STATED PROBLEM - Render all the lines below as a Markdown table with two columns, Row (a running number) and Line (the line itself), skipping blank lines and leaving out the pictures.

DATASET RECORDS -

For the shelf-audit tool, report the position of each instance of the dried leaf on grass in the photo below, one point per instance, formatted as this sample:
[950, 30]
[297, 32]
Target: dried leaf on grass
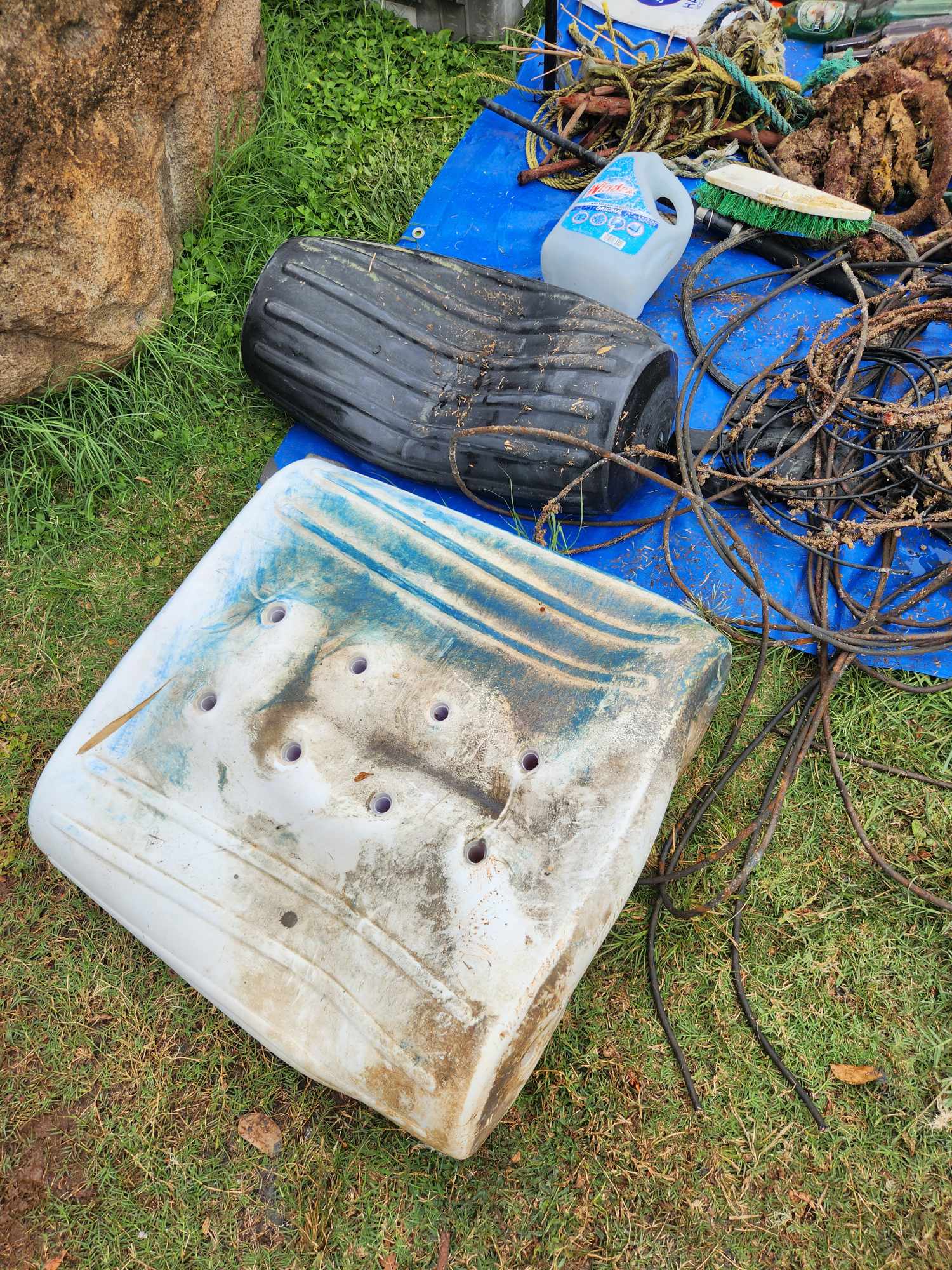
[851, 1075]
[444, 1257]
[261, 1131]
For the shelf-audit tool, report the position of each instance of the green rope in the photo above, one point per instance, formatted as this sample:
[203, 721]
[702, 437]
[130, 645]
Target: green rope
[830, 70]
[750, 88]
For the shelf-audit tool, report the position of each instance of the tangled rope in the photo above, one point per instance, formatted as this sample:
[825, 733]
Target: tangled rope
[883, 133]
[694, 109]
[826, 450]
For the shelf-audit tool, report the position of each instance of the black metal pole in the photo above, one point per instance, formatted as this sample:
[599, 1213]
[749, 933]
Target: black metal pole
[546, 134]
[552, 36]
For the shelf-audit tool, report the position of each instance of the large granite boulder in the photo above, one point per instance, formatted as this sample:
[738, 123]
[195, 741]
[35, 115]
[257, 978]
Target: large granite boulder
[110, 115]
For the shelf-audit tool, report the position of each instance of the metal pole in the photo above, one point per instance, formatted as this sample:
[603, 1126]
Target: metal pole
[546, 134]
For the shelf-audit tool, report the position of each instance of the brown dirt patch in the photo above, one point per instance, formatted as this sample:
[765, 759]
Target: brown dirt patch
[41, 1169]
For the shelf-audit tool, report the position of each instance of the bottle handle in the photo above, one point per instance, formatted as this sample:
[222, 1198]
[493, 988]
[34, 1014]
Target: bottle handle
[678, 195]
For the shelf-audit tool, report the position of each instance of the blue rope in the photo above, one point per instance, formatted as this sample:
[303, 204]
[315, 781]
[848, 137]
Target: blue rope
[751, 90]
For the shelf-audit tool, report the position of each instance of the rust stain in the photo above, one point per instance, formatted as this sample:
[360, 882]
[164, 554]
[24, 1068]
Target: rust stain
[535, 1031]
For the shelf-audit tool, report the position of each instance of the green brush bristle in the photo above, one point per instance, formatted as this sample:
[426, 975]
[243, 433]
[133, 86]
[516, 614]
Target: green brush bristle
[777, 220]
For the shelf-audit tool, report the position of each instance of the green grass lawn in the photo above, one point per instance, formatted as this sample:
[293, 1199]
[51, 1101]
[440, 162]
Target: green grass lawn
[121, 1088]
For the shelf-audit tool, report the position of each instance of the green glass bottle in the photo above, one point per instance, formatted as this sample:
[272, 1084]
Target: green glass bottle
[836, 20]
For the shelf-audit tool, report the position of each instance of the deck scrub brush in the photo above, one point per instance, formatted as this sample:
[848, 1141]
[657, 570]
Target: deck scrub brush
[769, 203]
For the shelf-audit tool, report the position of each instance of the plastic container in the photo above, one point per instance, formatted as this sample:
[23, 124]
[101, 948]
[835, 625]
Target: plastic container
[612, 244]
[390, 777]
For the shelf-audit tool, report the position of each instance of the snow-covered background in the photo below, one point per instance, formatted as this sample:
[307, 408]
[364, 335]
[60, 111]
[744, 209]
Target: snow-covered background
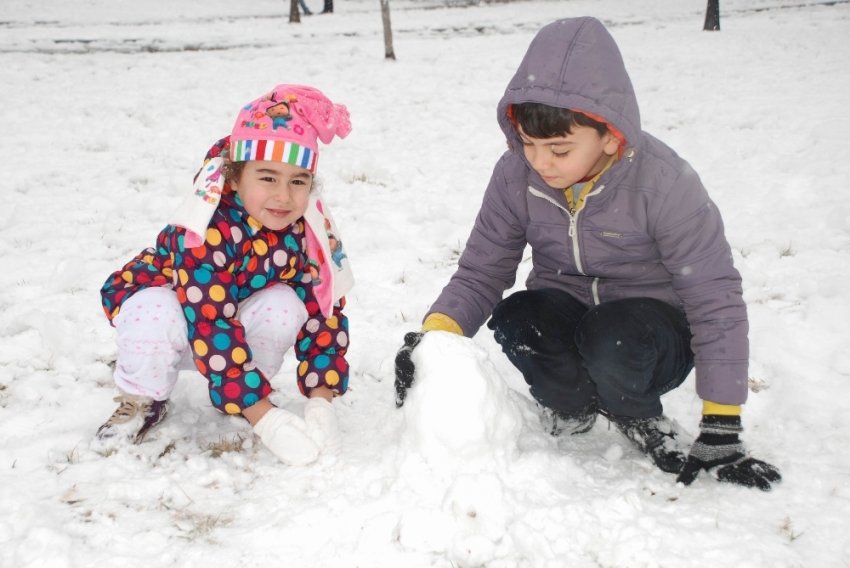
[107, 108]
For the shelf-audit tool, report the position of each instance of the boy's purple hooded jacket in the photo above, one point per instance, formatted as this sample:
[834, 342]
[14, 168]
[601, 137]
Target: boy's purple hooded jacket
[647, 229]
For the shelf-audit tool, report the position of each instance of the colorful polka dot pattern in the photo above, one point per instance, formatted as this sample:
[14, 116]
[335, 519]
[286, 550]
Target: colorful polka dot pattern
[238, 258]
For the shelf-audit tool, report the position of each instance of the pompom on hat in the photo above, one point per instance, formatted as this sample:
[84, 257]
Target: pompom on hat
[286, 124]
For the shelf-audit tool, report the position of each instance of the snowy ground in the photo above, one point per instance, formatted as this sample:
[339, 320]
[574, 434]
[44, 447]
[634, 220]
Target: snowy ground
[106, 109]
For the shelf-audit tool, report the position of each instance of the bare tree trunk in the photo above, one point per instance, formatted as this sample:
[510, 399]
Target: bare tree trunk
[388, 31]
[712, 16]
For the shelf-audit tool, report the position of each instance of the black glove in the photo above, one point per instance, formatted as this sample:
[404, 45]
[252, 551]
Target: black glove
[718, 446]
[404, 367]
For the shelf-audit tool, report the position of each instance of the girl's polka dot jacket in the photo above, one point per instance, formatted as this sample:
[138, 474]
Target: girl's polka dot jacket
[239, 258]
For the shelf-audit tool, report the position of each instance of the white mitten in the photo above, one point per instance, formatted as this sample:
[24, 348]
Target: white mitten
[287, 437]
[323, 426]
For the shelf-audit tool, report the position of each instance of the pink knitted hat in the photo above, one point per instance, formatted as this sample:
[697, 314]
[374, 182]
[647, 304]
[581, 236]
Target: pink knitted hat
[283, 126]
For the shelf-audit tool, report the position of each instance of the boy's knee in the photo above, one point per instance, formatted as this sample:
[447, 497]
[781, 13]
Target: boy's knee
[529, 317]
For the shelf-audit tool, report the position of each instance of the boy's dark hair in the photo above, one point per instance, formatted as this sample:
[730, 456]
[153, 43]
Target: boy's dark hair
[543, 121]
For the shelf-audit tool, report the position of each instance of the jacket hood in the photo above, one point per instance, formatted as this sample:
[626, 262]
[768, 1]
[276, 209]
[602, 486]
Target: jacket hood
[574, 63]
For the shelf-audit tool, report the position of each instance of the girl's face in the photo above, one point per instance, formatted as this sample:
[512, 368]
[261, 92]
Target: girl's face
[273, 193]
[564, 160]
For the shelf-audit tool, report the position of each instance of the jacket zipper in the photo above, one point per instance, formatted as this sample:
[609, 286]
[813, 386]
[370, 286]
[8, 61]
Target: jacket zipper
[573, 233]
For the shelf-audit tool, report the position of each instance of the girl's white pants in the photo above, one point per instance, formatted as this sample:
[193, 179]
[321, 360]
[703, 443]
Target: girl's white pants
[153, 345]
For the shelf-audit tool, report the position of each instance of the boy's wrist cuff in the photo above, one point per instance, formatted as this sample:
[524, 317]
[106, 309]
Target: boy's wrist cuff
[709, 408]
[441, 322]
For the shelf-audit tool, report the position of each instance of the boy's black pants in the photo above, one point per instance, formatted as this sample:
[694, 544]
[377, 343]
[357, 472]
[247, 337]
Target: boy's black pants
[619, 356]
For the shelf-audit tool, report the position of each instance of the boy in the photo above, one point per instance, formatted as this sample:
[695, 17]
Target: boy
[632, 283]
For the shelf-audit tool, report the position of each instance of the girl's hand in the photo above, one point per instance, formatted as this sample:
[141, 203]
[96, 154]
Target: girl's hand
[287, 436]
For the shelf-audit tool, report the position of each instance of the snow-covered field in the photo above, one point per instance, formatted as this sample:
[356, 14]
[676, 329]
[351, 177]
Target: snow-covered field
[106, 109]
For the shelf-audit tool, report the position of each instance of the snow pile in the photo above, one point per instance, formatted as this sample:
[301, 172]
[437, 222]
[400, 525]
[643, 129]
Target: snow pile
[460, 419]
[458, 410]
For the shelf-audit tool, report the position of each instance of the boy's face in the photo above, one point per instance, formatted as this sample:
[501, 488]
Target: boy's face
[273, 193]
[564, 160]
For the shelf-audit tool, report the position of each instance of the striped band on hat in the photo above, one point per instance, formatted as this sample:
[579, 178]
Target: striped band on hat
[274, 151]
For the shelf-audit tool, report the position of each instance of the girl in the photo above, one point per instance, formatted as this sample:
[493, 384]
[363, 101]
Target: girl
[243, 272]
[632, 282]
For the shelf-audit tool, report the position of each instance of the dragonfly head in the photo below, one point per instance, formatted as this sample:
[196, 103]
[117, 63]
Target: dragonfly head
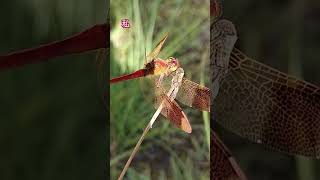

FINISHED ANSWER -
| Row | Line |
|---|---|
| 1 | For the shelf-audit tool, report the position of each instance of the dried leaf on grass in the photo below, one point per instance, formatted as this sample: |
| 2 | [950, 30] |
| 3 | [297, 32] |
| 4 | Target: dried leaf on grass |
| 5 | [851, 1075] |
| 6 | [444, 1257] |
| 7 | [261, 1131] |
| 8 | For the shelf-audit tool, report the position of each instance of the green rope in the photo above, one point per instance, formatted as this sample: |
| 9 | [203, 721] |
| 10 | [702, 437] |
| 11 | [130, 645] |
| 12 | Target: green rope |
| 13 | [830, 70] |
| 14 | [750, 88] |
| 15 | For the shelf-audit tool, report the position of each instance of the tangled rope in the photo above, one point per instance, formatted as this sample: |
| 16 | [825, 733] |
| 17 | Target: tangled rope |
| 18 | [883, 133] |
| 19 | [694, 109] |
| 20 | [826, 450] |
| 21 | For the shelf-audit tool, report the position of each instance of the black metal pole in the photo above, one point per instance, formatted as this sample: |
| 22 | [599, 1213] |
| 23 | [749, 933] |
| 24 | Target: black metal pole |
| 25 | [546, 134] |
| 26 | [552, 36] |
| 27 | For the shelf-audit tool, report the position of each instance of the large granite boulder in the photo above, one point per instance, formatted as this sample: |
| 28 | [738, 123] |
| 29 | [195, 741] |
| 30 | [35, 115] |
| 31 | [257, 978] |
| 32 | Target: large granite boulder |
| 33 | [110, 115] |
| 34 | For the shelf-audit tool, report the position of each instance of the metal pole in the photo above, one point per instance, formatted as this sample: |
| 35 | [603, 1126] |
| 36 | Target: metal pole |
| 37 | [546, 134] |
| 38 | For the shelf-audit tool, report the position of each instance of the brown dirt patch in the photo above, one point per instance, formatted as this sample: |
| 39 | [765, 759] |
| 40 | Target: brown dirt patch |
| 41 | [41, 1169] |
| 42 | For the shelf-audit tool, report the position of each instance of the bottle handle in the photo above, one point per instance, formatted as this sample: |
| 43 | [222, 1198] |
| 44 | [493, 988] |
| 45 | [34, 1014] |
| 46 | Target: bottle handle |
| 47 | [678, 195] |
| 48 | For the shelf-audit tool, report the position of each instance of the blue rope in the photo above, one point per instance, formatted as this sample: |
| 49 | [303, 204] |
| 50 | [315, 781] |
| 51 | [848, 137] |
| 52 | Target: blue rope |
| 53 | [751, 90] |
| 54 | For the shelf-audit tool, report the position of each instance of the rust stain in the photo above, one point per instance, formatted as this sample: |
| 55 | [360, 882] |
| 56 | [164, 554] |
| 57 | [24, 1068] |
| 58 | Target: rust stain |
| 59 | [535, 1031] |
| 60 | For the shelf-audit tool, report the position of each instance of the green brush bristle in the photo above, one point per instance, formatted as this sample: |
| 61 | [426, 975] |
| 62 | [243, 433] |
| 63 | [133, 86] |
| 64 | [516, 614] |
| 65 | Target: green brush bristle |
| 66 | [777, 220] |
| 67 | For the shelf-audit tool, report the position of each instance of the green grass lawn in the photo above, one point per instance, formatted as this sample: |
| 68 | [293, 1199] |
| 69 | [51, 1101] |
| 70 | [440, 162] |
| 71 | Target: green grass lawn |
| 72 | [121, 1088] |
| 73 | For the shelf-audit tool, report the position of each instance of the green glass bottle in the photo above, one point per instance, formatted as this sample: |
| 74 | [272, 1084] |
| 75 | Target: green glass bottle |
| 76 | [836, 20] |
| 77 | For the shelf-audit tool, report the position of each instance of the deck scrub brush in the photo above, one point per instance, formatted as this sample: |
| 78 | [848, 1141] |
| 79 | [657, 570] |
| 80 | Target: deck scrub brush |
| 81 | [769, 203] |
| 82 | For the shelf-audit tool, report the position of each instance of the plastic container in the photo above, one point per instance, formatted as this sample: |
| 83 | [23, 124] |
| 84 | [101, 948] |
| 85 | [835, 625] |
| 86 | Target: plastic container |
| 87 | [612, 244] |
| 88 | [390, 777] |
| 89 | For the shelf-audit tool, report the position of each instance of the snow-covered background in the photo below, one point per instance, formatted as this sample: |
| 90 | [307, 408] |
| 91 | [364, 335] |
| 92 | [60, 111] |
| 93 | [744, 209] |
| 94 | Target: snow-covered background |
| 95 | [107, 108] |
| 96 | For the shelf-audit tool, report the position of each instance of the boy's purple hooded jacket in the photo above, one point per instance, formatted as this sample: |
| 97 | [834, 342] |
| 98 | [14, 168] |
| 99 | [601, 137] |
| 100 | Target: boy's purple hooded jacket |
| 101 | [647, 229] |
| 102 | For the shelf-audit tool, report the position of each instance of the colorful polka dot pattern in the photo above, one point per instance, formatted as this sample: |
| 103 | [14, 116] |
| 104 | [335, 519] |
| 105 | [286, 550] |
| 106 | Target: colorful polka dot pattern |
| 107 | [238, 258] |
| 108 | For the shelf-audit tool, report the position of each instance of the pompom on hat in the photo above, one point per instance, formatted as this sample: |
| 109 | [84, 257] |
| 110 | Target: pompom on hat |
| 111 | [286, 124] |
| 112 | For the shelf-audit tool, report the position of each instance of the snowy ground in the photo above, one point per instance, formatted as this sample: |
| 113 | [339, 320] |
| 114 | [574, 434] |
| 115 | [44, 447] |
| 116 | [634, 220] |
| 117 | Target: snowy ground |
| 118 | [106, 109] |
| 119 | For the shelf-audit tool, report the position of each instance of the bare tree trunk in the photo above, one point per instance, formatted as this sample: |
| 120 | [510, 399] |
| 121 | Target: bare tree trunk |
| 122 | [388, 31] |
| 123 | [712, 16] |
| 124 | For the shelf-audit tool, report the position of each instance of the black glove in the photo above, one point per instance, formatted as this sample: |
| 125 | [404, 45] |
| 126 | [252, 551] |
| 127 | Target: black glove |
| 128 | [718, 446] |
| 129 | [404, 367] |
| 130 | For the shelf-audit tool, report the position of each instance of the girl's polka dot jacket in the photo above, one point per instance, formatted as this sample: |
| 131 | [138, 474] |
| 132 | Target: girl's polka dot jacket |
| 133 | [239, 258] |
| 134 | For the shelf-audit tool, report the position of each instance of the white mitten in the photo above, one point per instance, formatted as this sample: |
| 135 | [24, 348] |
| 136 | Target: white mitten |
| 137 | [287, 437] |
| 138 | [323, 426] |
| 139 | For the shelf-audit tool, report the position of each instance of the pink knitted hat in the photo above, one point per instance, formatted as this sample: |
| 140 | [697, 314] |
| 141 | [374, 182] |
| 142 | [647, 304] |
| 143 | [581, 236] |
| 144 | Target: pink knitted hat |
| 145 | [283, 126] |
| 146 | For the shelf-audit tool, report the position of each instance of the boy's knee in the photo above, one point per instance, formatted as this sample: |
| 147 | [447, 497] |
| 148 | [781, 13] |
| 149 | Target: boy's knee |
| 150 | [529, 317] |
| 151 | For the shelf-audit tool, report the position of each instance of the boy's dark hair in the photo above, one point per instance, formatted as this sample: |
| 152 | [730, 456] |
| 153 | [153, 43] |
| 154 | Target: boy's dark hair |
| 155 | [543, 121] |
| 156 | For the shelf-audit tool, report the position of each instance of the jacket hood in the photo above, one point per instance, formatted as this sample: |
| 157 | [626, 262] |
| 158 | [768, 1] |
| 159 | [276, 209] |
| 160 | [602, 486] |
| 161 | Target: jacket hood |
| 162 | [574, 63] |
| 163 | For the shelf-audit tool, report the position of each instance of the girl's face in the photo above, one point per instance, formatted as this sample: |
| 164 | [512, 368] |
| 165 | [261, 92] |
| 166 | Target: girl's face |
| 167 | [273, 193] |
| 168 | [564, 160] |
| 169 | For the shelf-audit tool, report the position of each instance of the jacket zipper in the photo above, one point per instance, formatted as this sample: |
| 170 | [609, 286] |
| 171 | [813, 386] |
| 172 | [370, 286] |
| 173 | [8, 61] |
| 174 | Target: jacket zipper |
| 175 | [573, 233] |
| 176 | For the shelf-audit tool, report the position of each instance of the girl's white pants in the photo above, one point per instance, formatted as this sample: |
| 177 | [193, 179] |
| 178 | [321, 360] |
| 179 | [703, 443] |
| 180 | Target: girl's white pants |
| 181 | [153, 345] |
| 182 | For the shelf-audit tool, report the position of each instance of the boy's wrist cuff in the photo above, one point per instance, formatted as this sample: |
| 183 | [524, 317] |
| 184 | [106, 309] |
| 185 | Target: boy's wrist cuff |
| 186 | [709, 408] |
| 187 | [441, 322] |
| 188 | For the shelf-audit tool, report the position of each instance of the boy's black pants in the photo above, one point per instance, formatted as this sample: |
| 189 | [694, 544] |
| 190 | [377, 343] |
| 191 | [357, 472] |
| 192 | [247, 337] |
| 193 | Target: boy's black pants |
| 194 | [619, 356] |
| 195 | For the shelf-audit tool, report the position of each instance of the boy in the photo above, one point per instance, formatted as this sample: |
| 196 | [695, 17] |
| 197 | Target: boy |
| 198 | [632, 283] |
| 199 | For the shelf-audit tool, report the position of each instance of the girl's hand in the photo above, one point per instance, formatted as this sample: |
| 200 | [141, 203] |
| 201 | [96, 154] |
| 202 | Target: girl's hand |
| 203 | [287, 436] |
| 204 | For the shelf-audit tool, report the position of each instance of the snow-covered field in the photo above, one point per instance, formatted as this sample: |
| 205 | [356, 14] |
| 206 | [676, 329] |
| 207 | [351, 177] |
| 208 | Target: snow-covered field |
| 209 | [106, 109] |
| 210 | For the shelf-audit tool, report the position of each instance of the snow pile in the photo above, one point per instance, formatted as this sample: |
| 211 | [301, 172] |
| 212 | [437, 222] |
| 213 | [400, 525] |
| 214 | [643, 129] |
| 215 | Target: snow pile |
| 216 | [460, 419] |
| 217 | [458, 410] |
| 218 | For the shelf-audit tool, report the position of each instance of the boy's face in the photo above, one point per instance, formatted as this sample: |
| 219 | [501, 488] |
| 220 | Target: boy's face |
| 221 | [273, 193] |
| 222 | [564, 160] |
| 223 | For the shelf-audit tool, report the position of each instance of the striped band on hat in the photo above, one point per instance, formatted as this sample: |
| 224 | [579, 178] |
| 225 | Target: striped band on hat |
| 226 | [274, 151] |
| 227 | For the shelf-audit tool, report the position of each instance of the girl in the photo above, one point per instance, formatted as this sample: |
| 228 | [493, 384] |
| 229 | [363, 101] |
| 230 | Target: girl |
| 231 | [243, 272] |
| 232 | [632, 282] |
| 233 | For the shelf-audit tool, report the position of each instance of the dragonfly head in the photo below, one point per instance, formatted as this sample: |
| 234 | [196, 103] |
| 235 | [117, 63] |
| 236 | Target: dragonfly head |